* _What is expected_:
Swap every "spot" in the entries below for "point", and write the entries out again with nothing else changed.

■ ■ ■

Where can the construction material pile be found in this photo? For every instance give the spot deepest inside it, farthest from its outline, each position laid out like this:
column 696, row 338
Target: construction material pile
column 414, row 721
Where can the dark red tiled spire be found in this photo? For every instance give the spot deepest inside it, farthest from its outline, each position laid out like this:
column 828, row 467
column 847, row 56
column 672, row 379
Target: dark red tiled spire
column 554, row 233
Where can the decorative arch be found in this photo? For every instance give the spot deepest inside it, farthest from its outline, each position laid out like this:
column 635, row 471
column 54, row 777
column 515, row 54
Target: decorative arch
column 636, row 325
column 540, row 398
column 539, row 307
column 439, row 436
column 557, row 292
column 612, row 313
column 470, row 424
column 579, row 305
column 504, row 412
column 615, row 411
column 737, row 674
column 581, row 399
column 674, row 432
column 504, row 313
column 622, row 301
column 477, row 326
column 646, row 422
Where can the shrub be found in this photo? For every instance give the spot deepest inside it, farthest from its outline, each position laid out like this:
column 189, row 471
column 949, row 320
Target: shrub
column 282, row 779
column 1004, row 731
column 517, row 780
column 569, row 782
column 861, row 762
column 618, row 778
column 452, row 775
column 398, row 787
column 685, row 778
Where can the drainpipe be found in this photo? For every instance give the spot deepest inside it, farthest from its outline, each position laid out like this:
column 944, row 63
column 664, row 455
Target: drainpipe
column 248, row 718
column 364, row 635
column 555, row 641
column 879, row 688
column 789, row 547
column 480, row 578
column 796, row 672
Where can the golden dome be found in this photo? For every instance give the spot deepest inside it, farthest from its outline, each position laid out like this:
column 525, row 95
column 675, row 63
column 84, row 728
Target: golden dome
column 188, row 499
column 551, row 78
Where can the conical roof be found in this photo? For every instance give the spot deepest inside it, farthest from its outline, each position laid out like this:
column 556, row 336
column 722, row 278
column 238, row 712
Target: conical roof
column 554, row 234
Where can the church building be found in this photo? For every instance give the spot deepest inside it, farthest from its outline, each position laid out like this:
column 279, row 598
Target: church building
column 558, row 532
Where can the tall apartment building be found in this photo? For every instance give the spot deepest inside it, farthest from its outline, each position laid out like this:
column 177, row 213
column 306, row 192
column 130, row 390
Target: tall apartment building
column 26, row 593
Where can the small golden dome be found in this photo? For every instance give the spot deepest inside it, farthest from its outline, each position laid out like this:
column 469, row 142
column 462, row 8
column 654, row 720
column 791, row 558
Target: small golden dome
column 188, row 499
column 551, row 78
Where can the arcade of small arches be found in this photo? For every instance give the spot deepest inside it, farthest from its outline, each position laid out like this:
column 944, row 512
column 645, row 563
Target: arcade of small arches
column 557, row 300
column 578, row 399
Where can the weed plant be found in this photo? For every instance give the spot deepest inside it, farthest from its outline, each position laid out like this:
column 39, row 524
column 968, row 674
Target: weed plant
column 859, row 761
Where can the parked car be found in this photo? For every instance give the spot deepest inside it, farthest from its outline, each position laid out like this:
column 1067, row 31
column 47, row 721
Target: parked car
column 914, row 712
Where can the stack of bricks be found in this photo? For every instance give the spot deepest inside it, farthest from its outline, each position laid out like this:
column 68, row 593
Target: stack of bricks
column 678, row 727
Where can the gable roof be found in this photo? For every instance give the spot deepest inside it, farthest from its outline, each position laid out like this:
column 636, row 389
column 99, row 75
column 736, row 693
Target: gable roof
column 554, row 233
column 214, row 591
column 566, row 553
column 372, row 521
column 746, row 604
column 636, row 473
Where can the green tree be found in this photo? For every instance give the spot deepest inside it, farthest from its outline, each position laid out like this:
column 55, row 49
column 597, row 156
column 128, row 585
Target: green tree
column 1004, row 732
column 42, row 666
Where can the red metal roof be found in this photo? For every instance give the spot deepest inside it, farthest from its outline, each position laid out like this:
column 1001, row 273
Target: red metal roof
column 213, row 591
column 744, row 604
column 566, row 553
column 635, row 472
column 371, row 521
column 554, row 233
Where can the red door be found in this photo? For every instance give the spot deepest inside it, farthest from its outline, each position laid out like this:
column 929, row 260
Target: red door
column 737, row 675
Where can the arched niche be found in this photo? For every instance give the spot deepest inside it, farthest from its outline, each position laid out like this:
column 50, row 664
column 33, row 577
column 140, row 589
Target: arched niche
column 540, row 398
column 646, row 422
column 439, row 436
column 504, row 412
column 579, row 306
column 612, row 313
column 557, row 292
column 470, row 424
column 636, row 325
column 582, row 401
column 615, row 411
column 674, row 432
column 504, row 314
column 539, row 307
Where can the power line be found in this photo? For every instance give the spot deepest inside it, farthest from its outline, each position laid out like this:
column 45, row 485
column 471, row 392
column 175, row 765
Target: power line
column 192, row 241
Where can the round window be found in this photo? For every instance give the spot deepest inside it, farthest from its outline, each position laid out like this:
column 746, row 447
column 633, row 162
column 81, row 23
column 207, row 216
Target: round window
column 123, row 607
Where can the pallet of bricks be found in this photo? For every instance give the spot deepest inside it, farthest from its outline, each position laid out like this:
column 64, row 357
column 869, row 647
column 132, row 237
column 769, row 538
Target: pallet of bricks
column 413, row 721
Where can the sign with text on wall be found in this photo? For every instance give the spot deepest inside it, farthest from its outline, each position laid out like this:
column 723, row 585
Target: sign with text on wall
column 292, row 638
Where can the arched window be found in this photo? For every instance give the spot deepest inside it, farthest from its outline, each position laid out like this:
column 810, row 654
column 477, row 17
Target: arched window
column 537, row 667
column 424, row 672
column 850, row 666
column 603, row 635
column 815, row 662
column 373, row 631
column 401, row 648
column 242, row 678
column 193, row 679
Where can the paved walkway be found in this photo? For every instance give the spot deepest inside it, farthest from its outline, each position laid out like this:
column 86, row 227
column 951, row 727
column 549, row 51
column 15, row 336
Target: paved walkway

■ ■ ■

* _Worked answer_:
Where can the construction material pile be found in this photo? For every instance give the point deepest inside it, farthest from its outline, each position laid out like this:
column 696, row 338
Target: construction material pile
column 414, row 721
Where can the dark red tiled spire be found in this photo? For every instance give the point deepest inside it, farthest from its outline, each position laid out like this:
column 828, row 467
column 847, row 56
column 672, row 379
Target: dark red tiled spire
column 554, row 233
Where can the decorative arch be found in this photo? For every instance give the point deepest inside it, farthest from its outline, each position laid out like this:
column 635, row 471
column 54, row 777
column 515, row 54
Target: decorative arch
column 636, row 325
column 540, row 398
column 539, row 307
column 439, row 436
column 557, row 292
column 612, row 313
column 470, row 424
column 579, row 305
column 504, row 412
column 615, row 411
column 737, row 674
column 581, row 399
column 674, row 432
column 504, row 313
column 622, row 301
column 477, row 326
column 646, row 422
Where can the shrub be found in this photo? For every instance give the point deepest inside it, farthest from its outline, each position laid out like this:
column 189, row 471
column 949, row 320
Target: shrub
column 282, row 779
column 1004, row 731
column 517, row 780
column 569, row 782
column 861, row 762
column 618, row 778
column 452, row 775
column 398, row 787
column 685, row 778
Where can the drainpipe be found in this photo? For every instance give the point deepest inside it, farthest from its outline, each position laid out like this:
column 944, row 63
column 664, row 455
Target: drainpipe
column 248, row 718
column 364, row 635
column 555, row 641
column 879, row 688
column 789, row 547
column 480, row 578
column 796, row 672
Where can the golden dome be found in this photo? For every instance give the point deepest inside it, farthest from its outline, each position laid out like this:
column 525, row 95
column 675, row 63
column 84, row 728
Target: golden dome
column 188, row 499
column 551, row 78
Where can the conical roof be found in this photo? For every instance give the point deepest inside it, farthest from its outline, each position laid out like this:
column 556, row 336
column 722, row 278
column 238, row 712
Target: conical roof
column 554, row 234
Where can the church building be found in this photo? For every instance give the point deepest inside it, farthest from its outline, each position laid out like this:
column 279, row 598
Target: church building
column 558, row 532
Where can the tall apartment building be found in this photo? For every instance give the point deepest inside it, farthest from its outline, each position laid out like this:
column 177, row 213
column 306, row 192
column 130, row 390
Target: tall apartment building
column 26, row 593
Where can the small golden dome be found in this photo? For every instance give the point deepest inside it, farthest from its outline, each position laid out like this:
column 469, row 142
column 462, row 8
column 654, row 720
column 791, row 558
Target: small golden dome
column 188, row 499
column 551, row 78
Where can the arcade of small arches be found in this photo? For every instance give the point deepest inside it, farthest from its outline, each position laid out like this:
column 944, row 512
column 645, row 563
Target: arcade of small arches
column 557, row 300
column 578, row 399
Where can the weed plant be found in this photo? For every instance give the point deepest inside it, farthest from its outline, each position laid out like this:
column 39, row 524
column 968, row 674
Target: weed plant
column 859, row 761
Where can the parked car be found in this photo? For every instance give the point deepest inside it, farthest from its outline, each position laid out like this:
column 1067, row 31
column 47, row 721
Target: parked car
column 914, row 712
Where can the stack of bricks be found in this photo? For every instance give the point deepest inside it, farthest from its outline, each position laid out like this:
column 68, row 593
Target: stack of bricks
column 678, row 727
Where can the gable roof be found in this photo? For every instance give the point deepest inside it, farthest from its outline, each position laid out like this:
column 636, row 389
column 99, row 75
column 736, row 693
Target: gable roof
column 554, row 233
column 214, row 591
column 566, row 553
column 372, row 521
column 746, row 604
column 636, row 473
Where can the green tree be found in this photo? For every instance give the point deepest inside it, farthest from its outline, each position laid out like this:
column 55, row 49
column 597, row 156
column 128, row 585
Target: green tree
column 1004, row 732
column 42, row 666
Where can the red metal roof be found in this photo? For every instance give the point deepest inside it, farthest from its outline, each position laid out like this:
column 1001, row 273
Target: red metal roof
column 213, row 591
column 744, row 604
column 566, row 553
column 635, row 472
column 371, row 521
column 554, row 233
Where can the red door be found in this photo? For every instance give the point deepest inside it, farthest from its outline, each position laid out like this:
column 929, row 260
Target: red door
column 737, row 675
Where can the arched niche be found in this photo? For every instance give the point deepest inside it, farthest from its outline, each position laid out like this:
column 50, row 664
column 33, row 577
column 140, row 589
Target: arched niche
column 540, row 398
column 646, row 422
column 439, row 436
column 504, row 412
column 579, row 306
column 612, row 313
column 557, row 292
column 470, row 424
column 636, row 325
column 582, row 401
column 615, row 411
column 674, row 432
column 504, row 314
column 539, row 307
Where can the power line be found in this photo? For every instance give the point deepest inside it, farthest from its outline, each position laid out like this:
column 45, row 485
column 471, row 392
column 175, row 765
Target: power line
column 192, row 241
Where can the round window be found in this photo? For every instance give the point deepest inside it, farthest from its outline, each position laid out like this:
column 746, row 447
column 633, row 162
column 81, row 23
column 207, row 216
Target: round window
column 123, row 607
Where can the pallet of bricks be found in this photo? For every instance give the point deepest inside it, farthest from its outline, each position laid out like this:
column 64, row 357
column 869, row 647
column 132, row 237
column 769, row 538
Target: pallet of bricks
column 413, row 721
Where can the sign with text on wall be found in this photo? For every instance give the point deepest inside it, farthest from its outline, each position laid out like this:
column 723, row 585
Target: sign with text on wall
column 292, row 638
Where can the arched window be found in this photo? For every instance give the point deepest inside it, farthest from its outline, each position laid out like this:
column 810, row 654
column 477, row 17
Target: arched window
column 537, row 667
column 424, row 672
column 850, row 666
column 603, row 635
column 815, row 662
column 373, row 631
column 401, row 648
column 242, row 678
column 193, row 679
Where can the paved walkway be found in this photo? For every instance give the point deepest inside it, farthest from its outline, each position laid out like this:
column 86, row 227
column 951, row 727
column 549, row 51
column 15, row 336
Target: paved walkway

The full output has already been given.